Challenge> In the page on indexing and slicing, what does data[1:] take from the array?

Reading passage>
Indexing and Slicing#

Indexing and slicing is a crucial component of data science, but is one that we’ve watched students find difficult in the past. Try to think carefully about what is going on here as we go through the examples and exercises, we definitely be using this a lot going forward, and will be using it extensively in MATLAB in TB2 as well!

import numpy as np # we will be using numpy via the abbreviation np
data = np.array([1, 2, 3])

We can visualise the indicing and slicing of an array data as follows:

image.png

To explain what each of these are doing in turn:

data = np.array([1,2,3]) creates the array we will use for illustration

data[0] takes the first element of the array (remember python counts from 0!)

data[1] takes the second element of the array.

data[0:2] takes all values in data between 0 and 2, including the value at point 0 and not including the value at point 2.

data[1:] takes all values in data from point 1 until the end of the array.

data[-2:] Note the negative number here! This indicates that it is the second-from-last value. So it takes all values in data from the point second-from-last until the end.

data or data[:] will return all values in data.

print(data[0])
print(data[1])
print(data[0:2])
print(data[1:])
print(data[-2:])
print(data)
1
2
[1 2]
[2 3]
[2 3]
[1 2 3]

Let’s explore this in more detail, with more examples!

Slicing works as follows:
array[start:stop:step]

example_data = np.array([1, 5, 8, 4, 3, 6, 3, 7, 4, 6, 8, 9])
start = 2
stop = -3
step = 2
print(example_data[start:stop:step])

Given information>
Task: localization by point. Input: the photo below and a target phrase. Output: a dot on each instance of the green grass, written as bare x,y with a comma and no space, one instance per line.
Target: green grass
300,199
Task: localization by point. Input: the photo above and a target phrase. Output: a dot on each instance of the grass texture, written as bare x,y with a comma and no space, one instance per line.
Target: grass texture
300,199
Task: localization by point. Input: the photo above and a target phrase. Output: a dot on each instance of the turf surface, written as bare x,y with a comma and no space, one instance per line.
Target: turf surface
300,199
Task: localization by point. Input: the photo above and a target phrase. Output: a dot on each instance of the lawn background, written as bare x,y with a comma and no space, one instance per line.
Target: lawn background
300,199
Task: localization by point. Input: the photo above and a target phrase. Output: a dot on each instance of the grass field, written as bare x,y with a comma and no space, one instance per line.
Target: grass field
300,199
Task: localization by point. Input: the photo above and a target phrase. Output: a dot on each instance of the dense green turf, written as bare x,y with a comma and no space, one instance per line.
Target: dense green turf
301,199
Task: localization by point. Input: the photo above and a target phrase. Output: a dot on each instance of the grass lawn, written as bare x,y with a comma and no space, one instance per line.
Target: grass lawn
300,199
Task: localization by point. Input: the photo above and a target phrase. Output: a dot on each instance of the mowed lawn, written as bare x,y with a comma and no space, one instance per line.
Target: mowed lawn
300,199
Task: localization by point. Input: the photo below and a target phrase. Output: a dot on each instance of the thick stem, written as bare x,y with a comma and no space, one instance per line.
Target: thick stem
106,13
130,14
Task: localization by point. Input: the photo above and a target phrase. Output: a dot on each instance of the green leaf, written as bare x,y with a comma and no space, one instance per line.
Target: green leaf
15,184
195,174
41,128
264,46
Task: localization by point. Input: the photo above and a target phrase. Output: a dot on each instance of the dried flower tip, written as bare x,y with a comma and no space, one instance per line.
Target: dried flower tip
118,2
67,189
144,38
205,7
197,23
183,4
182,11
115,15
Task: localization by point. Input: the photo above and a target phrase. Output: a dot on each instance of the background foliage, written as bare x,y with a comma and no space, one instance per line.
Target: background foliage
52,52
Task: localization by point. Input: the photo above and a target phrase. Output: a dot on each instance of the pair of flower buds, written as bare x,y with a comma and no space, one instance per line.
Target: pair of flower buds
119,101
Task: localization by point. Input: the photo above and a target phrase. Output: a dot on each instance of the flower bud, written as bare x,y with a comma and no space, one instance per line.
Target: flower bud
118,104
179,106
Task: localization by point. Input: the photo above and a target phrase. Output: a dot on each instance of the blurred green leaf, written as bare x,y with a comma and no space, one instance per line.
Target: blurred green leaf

Task answer> All values in data from point 1 until the end of the array.